Object pointing dataset entries
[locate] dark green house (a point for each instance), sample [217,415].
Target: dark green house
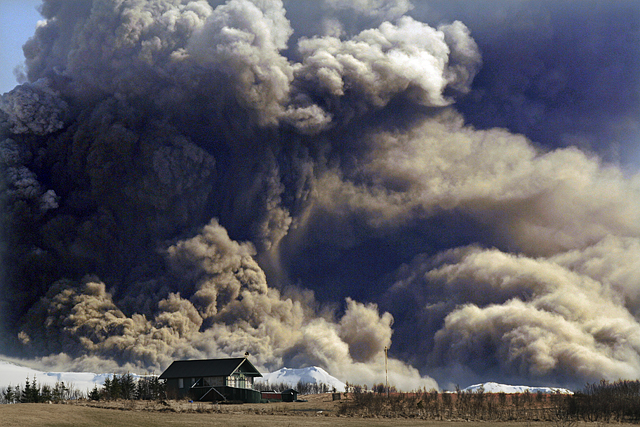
[212,380]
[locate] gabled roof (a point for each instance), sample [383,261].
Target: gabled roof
[210,368]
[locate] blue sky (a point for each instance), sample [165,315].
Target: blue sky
[18,19]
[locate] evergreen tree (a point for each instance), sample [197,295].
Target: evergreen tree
[128,386]
[9,395]
[94,394]
[107,388]
[26,393]
[46,394]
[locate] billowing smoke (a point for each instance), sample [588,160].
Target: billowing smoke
[188,179]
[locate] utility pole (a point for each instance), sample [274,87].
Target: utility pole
[386,370]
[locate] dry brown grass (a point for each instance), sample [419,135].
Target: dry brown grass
[319,410]
[82,415]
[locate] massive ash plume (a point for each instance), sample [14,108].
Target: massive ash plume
[200,179]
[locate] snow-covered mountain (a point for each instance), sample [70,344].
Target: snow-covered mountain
[12,374]
[312,374]
[491,387]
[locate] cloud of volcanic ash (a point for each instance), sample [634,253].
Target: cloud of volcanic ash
[189,179]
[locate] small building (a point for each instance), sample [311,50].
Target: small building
[289,395]
[212,380]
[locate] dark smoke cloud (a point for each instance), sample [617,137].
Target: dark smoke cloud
[312,182]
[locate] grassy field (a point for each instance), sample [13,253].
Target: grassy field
[80,416]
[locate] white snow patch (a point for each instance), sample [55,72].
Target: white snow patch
[312,375]
[12,374]
[491,387]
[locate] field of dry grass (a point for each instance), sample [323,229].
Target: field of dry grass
[31,414]
[319,410]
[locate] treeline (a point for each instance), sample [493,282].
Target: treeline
[117,387]
[126,387]
[300,387]
[602,402]
[32,392]
[607,402]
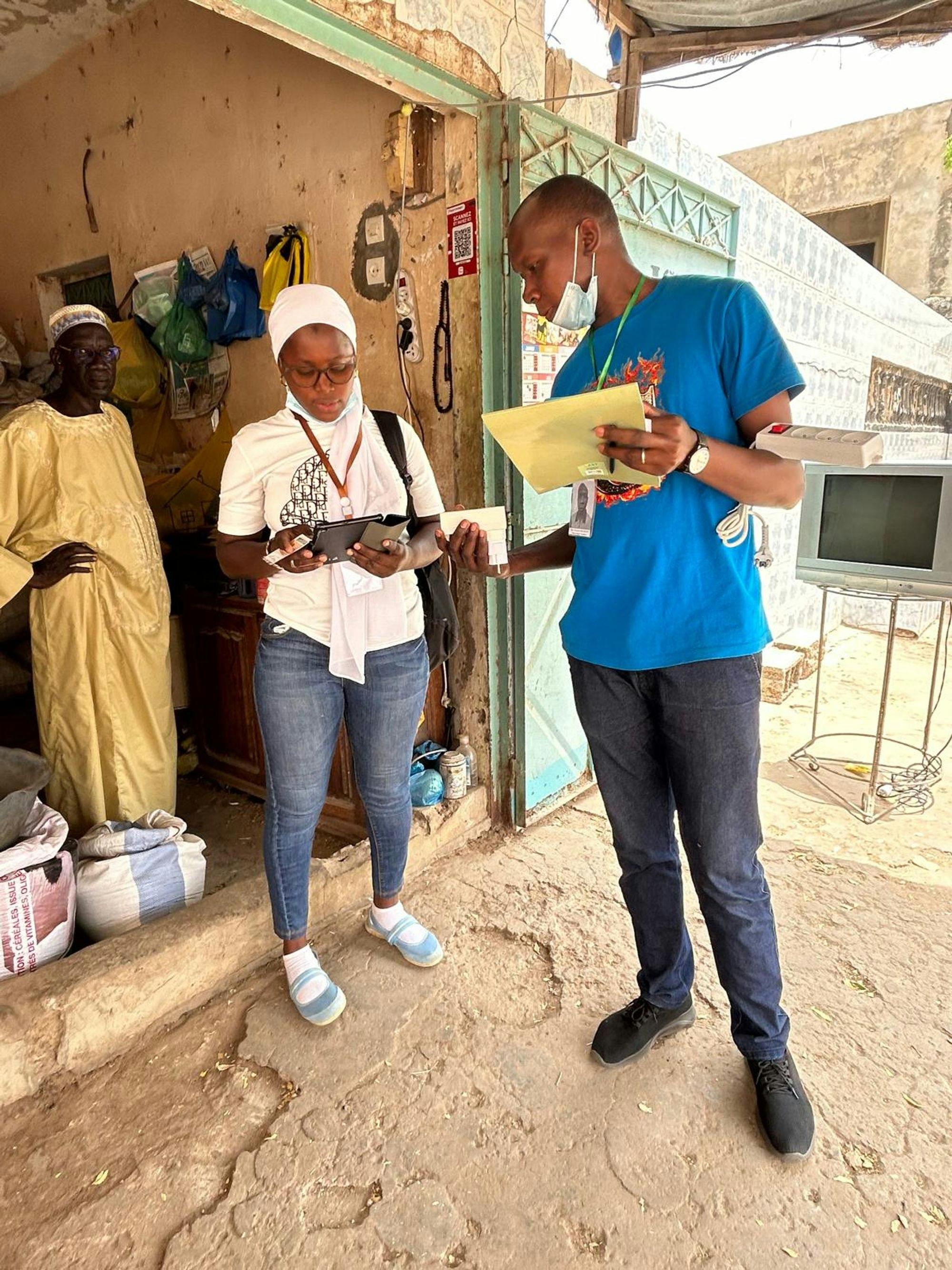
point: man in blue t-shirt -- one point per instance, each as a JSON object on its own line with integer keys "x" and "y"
{"x": 665, "y": 629}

§ **What this task involves**: Rewrite the entries from the line with "point: man in" through the end of the entries, keeping the request line as it is and multiplying each x and y coordinate in the answer by 0.85, rounded to the nearest whole number with halves rounded up. Give only those lines.

§ **Finished exercise**:
point: man in blue t-shirt -- one point per instance, each as a JSON object on its own line with integer keys "x" and "y"
{"x": 565, "y": 535}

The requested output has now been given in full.